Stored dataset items
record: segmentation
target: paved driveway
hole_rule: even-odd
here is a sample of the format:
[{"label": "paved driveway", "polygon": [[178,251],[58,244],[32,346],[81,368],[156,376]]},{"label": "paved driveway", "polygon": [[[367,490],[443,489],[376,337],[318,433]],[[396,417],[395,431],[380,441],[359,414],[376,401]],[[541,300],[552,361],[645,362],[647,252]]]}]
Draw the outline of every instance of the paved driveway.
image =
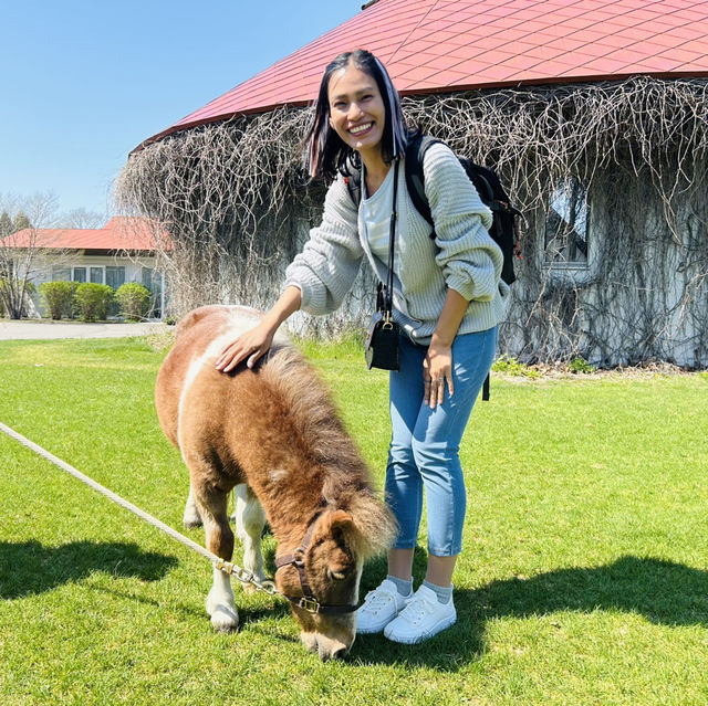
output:
[{"label": "paved driveway", "polygon": [[50,338],[124,338],[168,331],[160,322],[139,324],[82,324],[81,322],[14,322],[0,319],[0,340]]}]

◆ REQUEST:
Substitute "boundary" for "outline" in the lines above, keeping all other text unchanged, and leave the pictures out of your answer.

◆ FULL RESPONSE:
record: segmentation
target: paved driveway
hole_rule: even-odd
here is a sample of the format:
[{"label": "paved driveway", "polygon": [[178,251],[58,244],[32,346],[81,368],[156,376]]},{"label": "paved driveway", "polygon": [[[367,490],[443,489],[376,337],[318,433]],[[396,417],[395,431],[380,441],[359,414],[376,401]],[[541,300],[552,361],[645,362],[647,252]]]}]
Draw the boundary of every instance of the paved driveway.
image =
output:
[{"label": "paved driveway", "polygon": [[50,338],[124,338],[168,331],[160,322],[139,324],[82,324],[81,322],[14,322],[0,319],[0,340]]}]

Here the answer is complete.